### Фрагмент документа
Симфония властей и византийство в России

Николай Кравцов 2
Не станем пускаться в пространные рассуждения о важности использования в отечественном дискурсе опыта византийской государстенности и византийской политико-правовой идеологии. Признание этой важности уже давно стало почти что общим местом в нашей научной литературе. Но, на наш взгляд, порой коллеги забывают о том, что при всей важности византийского опыта не стоит его абсолютизировать. Нет абсолютного сходства в политическом сознании российской и византийской наций. И, важнее того, нет аналогии в глубинном религиозном сознании. И византийская идеология, столь ценимая учёными мужами, вряд ли воспринималась, как «своя» народными массами России. В связи с этим вспоминаются строки нашего замечательного Лескова: «Я вам должен признаться, что я более всяких представлений о божестве люблю этого нашего русского бога, который творит себе обитель «за пазушкой». Тут, что нам господа турки не толкуй и не доказывай, что мы им обязаны тем, что и бога через них знаем, а не они нам его открыли – не в их пышном византийстве мы обрели его в дыме каждений, а он у нас свой, притоманный и по нашему, попросту, всюду ходит и под банный полочек без ладана и в дусе хлада тонка проникнет и за теплой пазухой голубком приоборкается».
######
Письменное задание A:
Изложите в двух предложениях, о чём говорится в тексте о симфонии властей и византийстве в России.
Этот текст и следующие за ним строки никак не связаны друг с другом.
### Исходные данные
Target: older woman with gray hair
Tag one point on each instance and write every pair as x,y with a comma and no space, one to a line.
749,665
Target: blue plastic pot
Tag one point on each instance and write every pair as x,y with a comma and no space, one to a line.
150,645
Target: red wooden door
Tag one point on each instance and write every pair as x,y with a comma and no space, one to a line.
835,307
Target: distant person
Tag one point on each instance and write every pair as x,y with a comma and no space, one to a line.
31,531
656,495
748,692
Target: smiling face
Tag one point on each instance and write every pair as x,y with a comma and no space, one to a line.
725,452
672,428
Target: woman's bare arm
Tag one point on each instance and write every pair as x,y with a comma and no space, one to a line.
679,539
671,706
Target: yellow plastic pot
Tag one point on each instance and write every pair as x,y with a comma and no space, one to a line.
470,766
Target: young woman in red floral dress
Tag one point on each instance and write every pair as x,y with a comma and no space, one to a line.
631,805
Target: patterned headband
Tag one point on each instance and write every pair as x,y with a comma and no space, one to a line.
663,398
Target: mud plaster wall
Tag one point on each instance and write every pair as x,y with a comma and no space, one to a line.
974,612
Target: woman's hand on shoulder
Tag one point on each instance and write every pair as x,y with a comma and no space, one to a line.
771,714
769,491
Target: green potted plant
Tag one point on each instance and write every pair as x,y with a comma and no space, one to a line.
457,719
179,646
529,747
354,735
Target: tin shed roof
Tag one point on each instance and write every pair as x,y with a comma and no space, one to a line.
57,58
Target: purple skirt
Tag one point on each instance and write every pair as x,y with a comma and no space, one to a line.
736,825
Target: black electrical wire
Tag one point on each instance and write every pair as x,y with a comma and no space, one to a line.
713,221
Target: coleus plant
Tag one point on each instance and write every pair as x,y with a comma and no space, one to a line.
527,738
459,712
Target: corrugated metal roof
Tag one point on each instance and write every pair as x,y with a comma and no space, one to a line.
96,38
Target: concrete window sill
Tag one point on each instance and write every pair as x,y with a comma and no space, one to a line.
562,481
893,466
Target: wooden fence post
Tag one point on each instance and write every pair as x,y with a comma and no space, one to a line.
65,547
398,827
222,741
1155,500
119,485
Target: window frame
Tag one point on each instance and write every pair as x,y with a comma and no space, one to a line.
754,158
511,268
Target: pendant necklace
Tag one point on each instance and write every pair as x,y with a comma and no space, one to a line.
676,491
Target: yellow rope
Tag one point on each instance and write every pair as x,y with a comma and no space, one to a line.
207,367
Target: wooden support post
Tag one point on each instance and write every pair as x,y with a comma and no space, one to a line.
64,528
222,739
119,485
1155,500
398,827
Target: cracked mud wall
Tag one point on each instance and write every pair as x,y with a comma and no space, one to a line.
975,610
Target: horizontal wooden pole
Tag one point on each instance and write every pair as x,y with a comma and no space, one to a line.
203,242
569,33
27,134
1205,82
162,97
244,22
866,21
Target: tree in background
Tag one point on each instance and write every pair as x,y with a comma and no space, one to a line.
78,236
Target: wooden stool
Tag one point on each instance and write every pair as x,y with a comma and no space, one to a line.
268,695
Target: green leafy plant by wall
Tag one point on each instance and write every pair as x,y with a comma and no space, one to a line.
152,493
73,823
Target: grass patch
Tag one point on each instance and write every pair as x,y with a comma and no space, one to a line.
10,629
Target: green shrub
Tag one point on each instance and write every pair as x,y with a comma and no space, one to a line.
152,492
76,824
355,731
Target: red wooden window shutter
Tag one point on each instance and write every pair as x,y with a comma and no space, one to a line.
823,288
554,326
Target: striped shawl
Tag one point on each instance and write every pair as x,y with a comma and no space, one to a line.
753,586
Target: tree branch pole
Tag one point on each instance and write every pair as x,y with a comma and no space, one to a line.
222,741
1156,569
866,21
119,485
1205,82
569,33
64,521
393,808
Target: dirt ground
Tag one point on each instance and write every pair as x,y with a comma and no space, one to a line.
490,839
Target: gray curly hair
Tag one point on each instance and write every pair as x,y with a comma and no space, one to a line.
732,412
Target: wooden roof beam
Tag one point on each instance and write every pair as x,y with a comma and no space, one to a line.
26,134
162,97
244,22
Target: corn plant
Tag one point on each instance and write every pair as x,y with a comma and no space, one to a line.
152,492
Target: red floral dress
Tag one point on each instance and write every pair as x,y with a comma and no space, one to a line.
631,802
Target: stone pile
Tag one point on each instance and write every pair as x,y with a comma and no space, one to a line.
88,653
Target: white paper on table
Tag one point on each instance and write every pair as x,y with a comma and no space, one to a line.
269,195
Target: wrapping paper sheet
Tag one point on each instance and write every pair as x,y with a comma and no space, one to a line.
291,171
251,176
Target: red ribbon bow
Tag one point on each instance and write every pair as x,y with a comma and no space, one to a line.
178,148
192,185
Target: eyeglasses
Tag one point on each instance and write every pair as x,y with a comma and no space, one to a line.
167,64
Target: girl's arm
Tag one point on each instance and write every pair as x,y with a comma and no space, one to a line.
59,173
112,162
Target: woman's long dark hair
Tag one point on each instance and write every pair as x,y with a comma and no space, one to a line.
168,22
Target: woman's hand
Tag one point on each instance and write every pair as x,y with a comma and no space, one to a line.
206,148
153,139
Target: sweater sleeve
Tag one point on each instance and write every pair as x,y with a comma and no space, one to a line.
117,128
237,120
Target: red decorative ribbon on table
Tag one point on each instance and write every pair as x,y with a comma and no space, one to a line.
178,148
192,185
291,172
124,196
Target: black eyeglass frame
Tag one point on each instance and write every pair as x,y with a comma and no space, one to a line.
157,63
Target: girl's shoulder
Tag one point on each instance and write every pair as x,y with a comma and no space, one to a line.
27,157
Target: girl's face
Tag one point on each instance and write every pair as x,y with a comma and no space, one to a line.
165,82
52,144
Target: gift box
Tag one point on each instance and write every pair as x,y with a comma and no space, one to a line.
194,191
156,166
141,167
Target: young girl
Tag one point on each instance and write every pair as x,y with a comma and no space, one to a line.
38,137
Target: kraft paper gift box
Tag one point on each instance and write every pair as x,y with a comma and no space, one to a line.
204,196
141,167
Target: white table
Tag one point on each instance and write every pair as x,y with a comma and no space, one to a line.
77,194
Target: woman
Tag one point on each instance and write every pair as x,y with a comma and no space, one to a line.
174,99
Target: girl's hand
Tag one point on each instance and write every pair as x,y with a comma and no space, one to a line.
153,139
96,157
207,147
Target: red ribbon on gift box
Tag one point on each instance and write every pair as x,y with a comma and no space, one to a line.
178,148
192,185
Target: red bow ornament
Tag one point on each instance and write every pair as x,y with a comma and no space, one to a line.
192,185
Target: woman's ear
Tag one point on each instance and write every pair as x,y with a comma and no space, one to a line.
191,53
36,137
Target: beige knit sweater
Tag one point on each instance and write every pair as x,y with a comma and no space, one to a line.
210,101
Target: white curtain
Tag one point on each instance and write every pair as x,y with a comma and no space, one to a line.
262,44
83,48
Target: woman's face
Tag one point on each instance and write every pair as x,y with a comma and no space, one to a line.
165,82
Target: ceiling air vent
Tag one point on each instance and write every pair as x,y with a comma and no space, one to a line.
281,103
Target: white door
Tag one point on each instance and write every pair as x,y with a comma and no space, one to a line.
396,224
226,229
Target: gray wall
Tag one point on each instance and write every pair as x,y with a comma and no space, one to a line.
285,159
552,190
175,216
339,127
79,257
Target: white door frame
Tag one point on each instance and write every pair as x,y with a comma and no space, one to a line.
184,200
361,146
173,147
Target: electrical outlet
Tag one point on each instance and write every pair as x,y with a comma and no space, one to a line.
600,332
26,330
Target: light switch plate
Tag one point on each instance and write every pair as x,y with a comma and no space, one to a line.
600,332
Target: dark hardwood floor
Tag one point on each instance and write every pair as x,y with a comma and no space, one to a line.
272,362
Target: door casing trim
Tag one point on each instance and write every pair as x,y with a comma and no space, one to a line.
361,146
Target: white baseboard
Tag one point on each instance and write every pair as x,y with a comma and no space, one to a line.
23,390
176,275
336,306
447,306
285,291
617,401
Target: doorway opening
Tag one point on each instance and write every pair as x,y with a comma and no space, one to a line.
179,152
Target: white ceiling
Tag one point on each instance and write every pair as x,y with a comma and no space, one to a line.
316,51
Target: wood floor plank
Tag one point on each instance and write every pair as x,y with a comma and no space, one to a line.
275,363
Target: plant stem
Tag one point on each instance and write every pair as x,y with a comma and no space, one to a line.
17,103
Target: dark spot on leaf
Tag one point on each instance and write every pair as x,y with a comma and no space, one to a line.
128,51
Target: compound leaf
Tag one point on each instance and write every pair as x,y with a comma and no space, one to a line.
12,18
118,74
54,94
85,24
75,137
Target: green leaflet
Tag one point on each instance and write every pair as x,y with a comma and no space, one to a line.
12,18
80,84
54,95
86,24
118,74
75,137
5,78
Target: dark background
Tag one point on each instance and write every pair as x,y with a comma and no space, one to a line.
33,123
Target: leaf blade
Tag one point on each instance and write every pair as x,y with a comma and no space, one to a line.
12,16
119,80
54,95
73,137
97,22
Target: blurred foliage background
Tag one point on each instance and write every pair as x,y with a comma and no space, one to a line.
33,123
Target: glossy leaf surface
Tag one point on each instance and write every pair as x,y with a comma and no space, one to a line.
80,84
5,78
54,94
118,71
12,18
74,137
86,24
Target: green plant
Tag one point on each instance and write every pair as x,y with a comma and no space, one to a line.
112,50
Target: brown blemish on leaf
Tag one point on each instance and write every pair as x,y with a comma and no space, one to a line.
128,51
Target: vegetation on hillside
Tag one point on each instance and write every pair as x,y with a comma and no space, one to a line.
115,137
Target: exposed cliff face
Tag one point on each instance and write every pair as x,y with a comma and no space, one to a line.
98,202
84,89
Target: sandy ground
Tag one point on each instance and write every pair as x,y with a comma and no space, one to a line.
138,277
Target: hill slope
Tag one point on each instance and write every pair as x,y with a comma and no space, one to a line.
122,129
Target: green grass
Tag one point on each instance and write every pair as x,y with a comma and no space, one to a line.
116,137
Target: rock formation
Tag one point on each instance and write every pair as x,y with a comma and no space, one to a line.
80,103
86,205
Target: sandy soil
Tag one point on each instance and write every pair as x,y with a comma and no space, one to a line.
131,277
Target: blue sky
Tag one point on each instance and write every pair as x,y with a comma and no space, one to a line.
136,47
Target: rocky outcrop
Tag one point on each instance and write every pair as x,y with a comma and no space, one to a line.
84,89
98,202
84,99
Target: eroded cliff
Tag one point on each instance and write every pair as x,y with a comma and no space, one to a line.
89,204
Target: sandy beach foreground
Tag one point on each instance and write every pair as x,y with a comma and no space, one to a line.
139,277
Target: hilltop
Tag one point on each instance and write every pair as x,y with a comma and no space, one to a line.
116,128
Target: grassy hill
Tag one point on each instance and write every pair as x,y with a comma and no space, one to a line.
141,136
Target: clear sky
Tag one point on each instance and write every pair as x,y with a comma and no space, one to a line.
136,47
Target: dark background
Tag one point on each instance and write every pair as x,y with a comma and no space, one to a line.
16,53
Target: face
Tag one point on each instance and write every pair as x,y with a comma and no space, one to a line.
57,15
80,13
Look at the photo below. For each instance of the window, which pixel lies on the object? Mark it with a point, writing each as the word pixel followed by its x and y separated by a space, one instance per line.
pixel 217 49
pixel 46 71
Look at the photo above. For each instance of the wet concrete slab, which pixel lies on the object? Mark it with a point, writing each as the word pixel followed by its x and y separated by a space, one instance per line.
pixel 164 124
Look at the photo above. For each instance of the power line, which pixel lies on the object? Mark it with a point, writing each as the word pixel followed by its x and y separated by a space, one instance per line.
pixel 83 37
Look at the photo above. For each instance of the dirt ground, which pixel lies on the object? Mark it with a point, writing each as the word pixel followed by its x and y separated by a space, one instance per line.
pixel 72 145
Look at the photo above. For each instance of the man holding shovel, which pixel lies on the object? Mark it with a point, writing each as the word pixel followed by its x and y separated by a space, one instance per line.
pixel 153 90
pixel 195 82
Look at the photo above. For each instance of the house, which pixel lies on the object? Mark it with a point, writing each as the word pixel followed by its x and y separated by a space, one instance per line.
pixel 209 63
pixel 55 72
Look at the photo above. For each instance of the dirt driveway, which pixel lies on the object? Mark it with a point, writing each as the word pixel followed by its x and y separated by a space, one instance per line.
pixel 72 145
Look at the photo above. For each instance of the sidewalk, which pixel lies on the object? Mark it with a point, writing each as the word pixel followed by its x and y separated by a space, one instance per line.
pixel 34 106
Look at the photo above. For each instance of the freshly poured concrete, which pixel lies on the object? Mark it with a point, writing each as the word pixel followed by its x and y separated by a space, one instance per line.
######
Письменное задание B:
Перечислите все строки выше, в которых встречается слово «plastic».

Полный ответ A:
Признавая, что важность византийского опыта государственности и политико-правовой идеологии давно стала общим местом в отечественной научной литературе, автор предостерегает от его абсолютизации: у российской и византийской наций нет абсолютного сходства в политическом сознании и нет аналогии в глубинном религиозном сознании, а византийская идеология вряд ли воспринималась народными массами России как «своя». В связи с этим приводятся строки Лескова о «русском боге», которого обрели не «в пышном византийстве», а который «свой, притоманный» и попросту всюду ходит.

Полный ответ B:
Target: blue plastic pot
Target: yellow plastic pot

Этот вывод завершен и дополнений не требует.